# Consigne 1
Recopiez sans rien changer le passage de l'article sur Gorki qui commence par « Écho de presse » et se termine par « le régime stalinien. ».
# Consigne 2
Poursuivez l'article sur Maxime Gorki et Lénine à la suite de sa dernière phrase.

Écho de presse

Maxime Gorki, le frère ennemi de Lénine

le 26/10/2018 par Pierre Ancery
le 20/10/2017 par Pierre Ancery - modifié le 26/10/2018
Maxime Gorki ; estampe de Steinlen ; 1905 - source Gallica BnF

Ami de Lénine et fervent bolchevik jusqu'en 1917, l'écrivain russe critiqua sévèrement la révolution d'Octobre. Après une décennie d'exil, il finira pourtant acclamé par le régime stalinien.

Au début du XXe siècle, Maxime Gorki (1868-1936) est sans doute l'écrivain russe vivant le plus connu au monde. Romancier, dramaturge, nouvelliste, il écrit inlassablement sur le petit peuple de Russie, dont il est issu. Mais Gorki est célèbre aussi pour son engagement politique. Marxiste convaincu, soutien fervent du mouvement bolchevik, c'est un ami de Lénine. Il participe à la révolution de 1905, ce qui lui vaut d'être emprisonné.

 

Une fois libéré, il doit s'exiler, aux États-Unis d'abord, puis à Capri, où Lénine lui rend visite. Il rentre en Russie en 1913. Lorsque éclate la révolution de Février 1917, il est aux premières loges, commentant les événements dans son journal La Vie nouvelle. Le 8 avril, le journal La France écrit à son sujet :

 

« La Révolution devait appeler Maxime Gorki. C’est lui qui l'a préparée depuis des années en aidant la conscience de son pays à se ressaisir. […] Ce merveilleux idéalisme réalisateur consacré par les faits, est une leçon que nous ne devons pas oublier. »

 

Pourtant, lorsque les bolcheviks menés par Lénine s'emparent du pouvoir, en novembre, Gorki est effaré. L'envoyé spécial du Matin le rencontre à Petrograd (Saint-Pétersbourg) le 8 novembre, le lendemain même du coup d’État : l'interview paraît le 18 décembre 1917

 

« Ce sont des insensés !
Alors, fis-je, la Novoia Jizn (c'est le journal de Gorki) n'appuiera pas le groupe Trotzky ?
Non ! moi et mes amis nous avons toujours été opposés à un coup d’État : on ne peut s'emparer du pouvoir par la violence. Trotzky et Lénine ont eu le triomphe facile. Ils s'imaginent que leur succès est une preuve de l'approbation des masses. Cela n'est pas vrai ! Contre un gouvernement comme celui qui vient de tomber, n'importe quelle entreprise audacieuse aurait réussi. En réalité les hommes qui, ce matin, sans m'avoir consulté, ont accaparé le pouvoir par un coup de surprise sont des isolés. Malheur à eux, si autour de leur gouvernement ne se forme une coalition de toute la démocratie russe ! Qu'ils n'espèrent pas gouverner seuls ! Ils seront balayés par le premier mouvement de mécontentement populaire et le pays sera plongé dans l'anarchie. »

# Données fournies
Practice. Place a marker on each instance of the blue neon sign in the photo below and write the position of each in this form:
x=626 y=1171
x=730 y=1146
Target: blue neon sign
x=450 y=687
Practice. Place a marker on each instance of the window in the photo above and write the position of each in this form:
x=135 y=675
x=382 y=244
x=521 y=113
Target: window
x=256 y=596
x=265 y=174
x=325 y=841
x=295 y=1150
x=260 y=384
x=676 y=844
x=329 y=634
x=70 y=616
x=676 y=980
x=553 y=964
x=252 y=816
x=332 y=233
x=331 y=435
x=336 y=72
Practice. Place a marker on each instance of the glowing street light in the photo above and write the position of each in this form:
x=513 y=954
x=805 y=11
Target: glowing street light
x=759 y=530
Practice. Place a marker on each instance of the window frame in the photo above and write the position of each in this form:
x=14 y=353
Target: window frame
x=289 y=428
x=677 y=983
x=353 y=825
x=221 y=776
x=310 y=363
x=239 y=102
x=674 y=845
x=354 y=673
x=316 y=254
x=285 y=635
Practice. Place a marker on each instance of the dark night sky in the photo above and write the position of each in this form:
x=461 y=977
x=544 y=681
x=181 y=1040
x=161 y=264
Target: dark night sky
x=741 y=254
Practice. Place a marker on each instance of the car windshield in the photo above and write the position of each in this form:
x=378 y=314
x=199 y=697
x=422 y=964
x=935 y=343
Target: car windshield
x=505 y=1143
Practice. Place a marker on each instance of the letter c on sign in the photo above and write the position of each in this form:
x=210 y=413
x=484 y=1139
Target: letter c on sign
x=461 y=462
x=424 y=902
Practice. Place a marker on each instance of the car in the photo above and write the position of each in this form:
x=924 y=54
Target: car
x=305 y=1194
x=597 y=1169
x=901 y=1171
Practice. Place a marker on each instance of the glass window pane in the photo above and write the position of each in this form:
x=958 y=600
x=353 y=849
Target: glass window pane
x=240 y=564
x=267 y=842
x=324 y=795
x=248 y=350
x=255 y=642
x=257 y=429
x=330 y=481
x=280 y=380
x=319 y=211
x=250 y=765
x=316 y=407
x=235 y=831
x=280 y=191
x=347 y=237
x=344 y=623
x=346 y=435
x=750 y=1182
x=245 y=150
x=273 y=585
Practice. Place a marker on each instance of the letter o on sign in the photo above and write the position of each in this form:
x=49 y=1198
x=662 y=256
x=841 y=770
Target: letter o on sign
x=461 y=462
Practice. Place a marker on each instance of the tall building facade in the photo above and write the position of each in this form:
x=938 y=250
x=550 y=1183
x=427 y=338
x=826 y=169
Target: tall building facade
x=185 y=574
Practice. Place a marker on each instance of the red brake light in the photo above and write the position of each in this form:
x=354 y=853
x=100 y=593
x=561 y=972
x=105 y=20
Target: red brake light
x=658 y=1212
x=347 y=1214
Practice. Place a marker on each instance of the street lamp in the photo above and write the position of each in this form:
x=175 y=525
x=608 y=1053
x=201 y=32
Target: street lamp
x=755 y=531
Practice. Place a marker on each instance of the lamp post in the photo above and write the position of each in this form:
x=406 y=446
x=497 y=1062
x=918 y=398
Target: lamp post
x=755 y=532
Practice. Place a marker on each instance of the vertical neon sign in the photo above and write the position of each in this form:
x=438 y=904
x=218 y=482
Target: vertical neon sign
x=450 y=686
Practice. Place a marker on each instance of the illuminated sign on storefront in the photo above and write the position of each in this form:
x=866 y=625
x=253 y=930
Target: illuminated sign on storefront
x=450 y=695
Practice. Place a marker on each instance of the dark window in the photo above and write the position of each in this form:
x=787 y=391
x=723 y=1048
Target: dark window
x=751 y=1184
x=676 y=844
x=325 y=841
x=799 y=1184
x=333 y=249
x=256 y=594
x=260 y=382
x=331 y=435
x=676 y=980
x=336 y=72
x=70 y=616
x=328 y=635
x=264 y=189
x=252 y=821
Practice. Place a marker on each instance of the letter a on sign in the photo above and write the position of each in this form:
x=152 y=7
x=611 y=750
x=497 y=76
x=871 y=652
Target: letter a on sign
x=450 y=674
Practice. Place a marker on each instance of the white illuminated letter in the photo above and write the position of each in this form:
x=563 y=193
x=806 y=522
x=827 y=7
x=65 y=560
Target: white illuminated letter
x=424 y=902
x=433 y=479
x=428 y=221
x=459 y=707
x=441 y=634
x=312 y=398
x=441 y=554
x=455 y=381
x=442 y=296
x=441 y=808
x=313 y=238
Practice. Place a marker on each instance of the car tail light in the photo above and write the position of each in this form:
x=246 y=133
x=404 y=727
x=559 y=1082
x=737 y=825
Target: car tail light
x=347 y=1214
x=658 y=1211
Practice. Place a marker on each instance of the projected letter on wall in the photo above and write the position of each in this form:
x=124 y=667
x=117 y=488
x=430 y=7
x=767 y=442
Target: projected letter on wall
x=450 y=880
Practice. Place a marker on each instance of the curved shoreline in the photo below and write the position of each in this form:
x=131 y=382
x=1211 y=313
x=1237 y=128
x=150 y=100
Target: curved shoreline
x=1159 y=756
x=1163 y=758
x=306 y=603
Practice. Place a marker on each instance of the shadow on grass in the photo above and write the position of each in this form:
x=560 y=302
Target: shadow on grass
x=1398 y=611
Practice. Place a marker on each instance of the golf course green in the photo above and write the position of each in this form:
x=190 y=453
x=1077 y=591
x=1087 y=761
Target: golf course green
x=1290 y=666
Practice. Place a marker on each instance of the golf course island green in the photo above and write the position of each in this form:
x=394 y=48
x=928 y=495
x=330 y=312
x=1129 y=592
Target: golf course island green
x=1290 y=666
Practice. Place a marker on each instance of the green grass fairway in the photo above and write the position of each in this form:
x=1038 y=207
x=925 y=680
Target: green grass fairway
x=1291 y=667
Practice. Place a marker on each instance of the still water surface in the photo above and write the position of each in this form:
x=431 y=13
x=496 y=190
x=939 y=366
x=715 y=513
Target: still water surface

...

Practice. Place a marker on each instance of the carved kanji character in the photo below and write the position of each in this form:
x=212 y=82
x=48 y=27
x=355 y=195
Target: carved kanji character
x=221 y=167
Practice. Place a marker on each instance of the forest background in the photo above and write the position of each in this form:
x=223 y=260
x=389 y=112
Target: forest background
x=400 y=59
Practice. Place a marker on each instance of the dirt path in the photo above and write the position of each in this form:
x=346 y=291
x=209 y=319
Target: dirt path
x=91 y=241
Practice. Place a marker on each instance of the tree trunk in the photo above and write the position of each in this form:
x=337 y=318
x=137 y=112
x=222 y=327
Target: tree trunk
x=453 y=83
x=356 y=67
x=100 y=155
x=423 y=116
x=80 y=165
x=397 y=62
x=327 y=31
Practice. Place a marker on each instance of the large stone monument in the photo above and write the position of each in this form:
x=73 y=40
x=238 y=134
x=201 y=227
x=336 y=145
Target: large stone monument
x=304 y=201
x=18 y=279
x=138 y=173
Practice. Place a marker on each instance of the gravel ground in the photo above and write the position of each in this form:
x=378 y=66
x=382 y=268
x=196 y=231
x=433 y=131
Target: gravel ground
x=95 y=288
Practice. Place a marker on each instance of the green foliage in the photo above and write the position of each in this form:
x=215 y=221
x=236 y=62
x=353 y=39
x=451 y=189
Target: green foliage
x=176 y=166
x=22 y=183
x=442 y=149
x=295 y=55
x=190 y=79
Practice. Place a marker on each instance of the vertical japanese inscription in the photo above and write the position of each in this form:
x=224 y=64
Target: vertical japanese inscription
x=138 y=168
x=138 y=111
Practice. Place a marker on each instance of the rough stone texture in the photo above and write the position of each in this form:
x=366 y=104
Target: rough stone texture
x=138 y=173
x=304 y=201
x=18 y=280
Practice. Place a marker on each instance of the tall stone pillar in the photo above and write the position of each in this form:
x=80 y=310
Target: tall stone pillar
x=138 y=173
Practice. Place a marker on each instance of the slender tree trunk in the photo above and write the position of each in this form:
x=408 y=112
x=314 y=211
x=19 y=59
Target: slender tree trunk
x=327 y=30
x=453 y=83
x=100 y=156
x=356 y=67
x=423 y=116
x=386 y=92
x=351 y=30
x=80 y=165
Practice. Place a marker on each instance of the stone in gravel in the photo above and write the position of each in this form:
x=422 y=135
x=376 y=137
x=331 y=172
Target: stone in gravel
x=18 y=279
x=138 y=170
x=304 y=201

==

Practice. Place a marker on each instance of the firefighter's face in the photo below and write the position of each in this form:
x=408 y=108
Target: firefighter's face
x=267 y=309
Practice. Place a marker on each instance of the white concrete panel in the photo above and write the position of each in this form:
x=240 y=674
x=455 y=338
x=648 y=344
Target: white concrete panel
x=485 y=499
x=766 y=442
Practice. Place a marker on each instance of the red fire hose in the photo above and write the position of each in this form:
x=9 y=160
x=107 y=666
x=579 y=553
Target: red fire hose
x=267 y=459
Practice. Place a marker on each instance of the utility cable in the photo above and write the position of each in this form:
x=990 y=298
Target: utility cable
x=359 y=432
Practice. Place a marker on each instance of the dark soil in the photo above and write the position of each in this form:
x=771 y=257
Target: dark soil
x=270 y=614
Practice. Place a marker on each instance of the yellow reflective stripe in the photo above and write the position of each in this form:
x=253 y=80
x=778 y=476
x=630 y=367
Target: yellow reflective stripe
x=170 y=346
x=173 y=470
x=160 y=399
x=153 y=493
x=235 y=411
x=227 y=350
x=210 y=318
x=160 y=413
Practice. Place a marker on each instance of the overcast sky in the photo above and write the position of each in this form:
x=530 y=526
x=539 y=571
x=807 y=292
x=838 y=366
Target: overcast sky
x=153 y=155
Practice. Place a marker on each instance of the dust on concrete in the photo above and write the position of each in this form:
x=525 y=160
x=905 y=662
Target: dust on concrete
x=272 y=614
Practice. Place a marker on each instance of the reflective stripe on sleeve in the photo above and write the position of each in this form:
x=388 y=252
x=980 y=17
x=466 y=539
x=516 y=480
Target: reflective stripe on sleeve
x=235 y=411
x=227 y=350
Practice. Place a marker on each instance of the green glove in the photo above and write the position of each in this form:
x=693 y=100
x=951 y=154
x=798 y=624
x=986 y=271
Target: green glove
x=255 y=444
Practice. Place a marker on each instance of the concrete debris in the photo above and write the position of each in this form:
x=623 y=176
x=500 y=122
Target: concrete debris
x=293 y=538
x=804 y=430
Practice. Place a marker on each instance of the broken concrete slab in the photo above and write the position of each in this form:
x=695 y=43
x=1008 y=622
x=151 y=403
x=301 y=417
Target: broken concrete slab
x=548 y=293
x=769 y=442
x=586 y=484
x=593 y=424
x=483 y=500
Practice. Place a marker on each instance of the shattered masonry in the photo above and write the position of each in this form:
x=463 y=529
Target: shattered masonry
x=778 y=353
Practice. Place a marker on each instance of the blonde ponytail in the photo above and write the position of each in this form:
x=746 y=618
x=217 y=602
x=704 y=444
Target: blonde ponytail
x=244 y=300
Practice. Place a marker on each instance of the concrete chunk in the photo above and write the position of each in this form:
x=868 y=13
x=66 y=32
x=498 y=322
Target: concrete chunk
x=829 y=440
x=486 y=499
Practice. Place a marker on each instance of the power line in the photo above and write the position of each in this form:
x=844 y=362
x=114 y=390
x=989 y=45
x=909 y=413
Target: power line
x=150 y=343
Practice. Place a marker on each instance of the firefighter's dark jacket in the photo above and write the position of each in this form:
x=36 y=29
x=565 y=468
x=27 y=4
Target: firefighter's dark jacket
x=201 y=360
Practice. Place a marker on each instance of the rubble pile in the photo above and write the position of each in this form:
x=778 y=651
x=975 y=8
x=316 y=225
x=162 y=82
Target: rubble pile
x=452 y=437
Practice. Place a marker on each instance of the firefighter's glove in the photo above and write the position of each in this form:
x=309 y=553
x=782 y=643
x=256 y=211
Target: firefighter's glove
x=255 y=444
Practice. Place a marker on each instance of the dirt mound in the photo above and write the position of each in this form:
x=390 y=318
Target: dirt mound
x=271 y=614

# Réponse attendue 1
Écho de presse

Maxime Gorki, le frère ennemi de Lénine

le 26/10/2018 par Pierre Ancery
le 20/10/2017 par Pierre Ancery - modifié le 26/10/2018
Maxime Gorki ; estampe de Steinlen ; 1905 - source Gallica BnF

Ami de Lénine et fervent bolchevik jusqu'en 1917, l'écrivain russe critiqua sévèrement la révolution d'Octobre. Après une décennie d'exil, il finira pourtant acclamé par le régime stalinien.

# Réponse attendue 2
 

Lui qui rêvait d'une révolution sans violence assiste, impuissant, aux tueries qui ensanglantent la Russie. Dans son journal, il fustige Lénine et « l'anarchisme zoologique » de cette « révolte russe sans socialisme ». Le 31 janvier 1918, La France publie un extrait d'un article auquel il a donné le titre de « J'aime la Russie » :

« Les commissaires du peuple traitent la Russie comme un sujet d’expérience. Le peuple russe est pour eux ce qu’est pour les savants bactériologistes le cheval, auquel ils inoculent le typhus pour extraire de son sang le vaccin antityphique. Seulement, les commissaires du peuple font, sur le peuple russe, une expérience brutale, vouée dès le début à l’insuccès, sans penser que le malheureux cheval, déjà à demi-mort de faim, peut en crever. »

 

Gorki, toutefois, va peu à peu estimer qu'une dictature bolchevik vaut mieux que l'anarchie.

 

Mais sous les menaces de Lénine, il doit quitter à nouveau la Russie en 1921. Il se réfugie en Allemagne puis en Italie. Vieilli, fatigué, il ne reviendra une première fois en Russie qu'en 1929. Staline l'accueille à bras ouverts, organisant des réceptions, le faisant applaudir par des milliers d'ouvriers. Gorki, par ailleurs devenu très dépendant de ses droits d'auteur soviétiques, se réinstalle en URSS en 1932.

Dès lors, il devient un membre important de la nomenklatura (il est président de l'Union des écrivains soviétiques) et participe à la propagande d'un régime qui l'honore et le surveille en même temps. Sa ville natale de Nijni Novgorod est rebaptisée Gorki, nom qu'elle gardera jusqu'en 1991.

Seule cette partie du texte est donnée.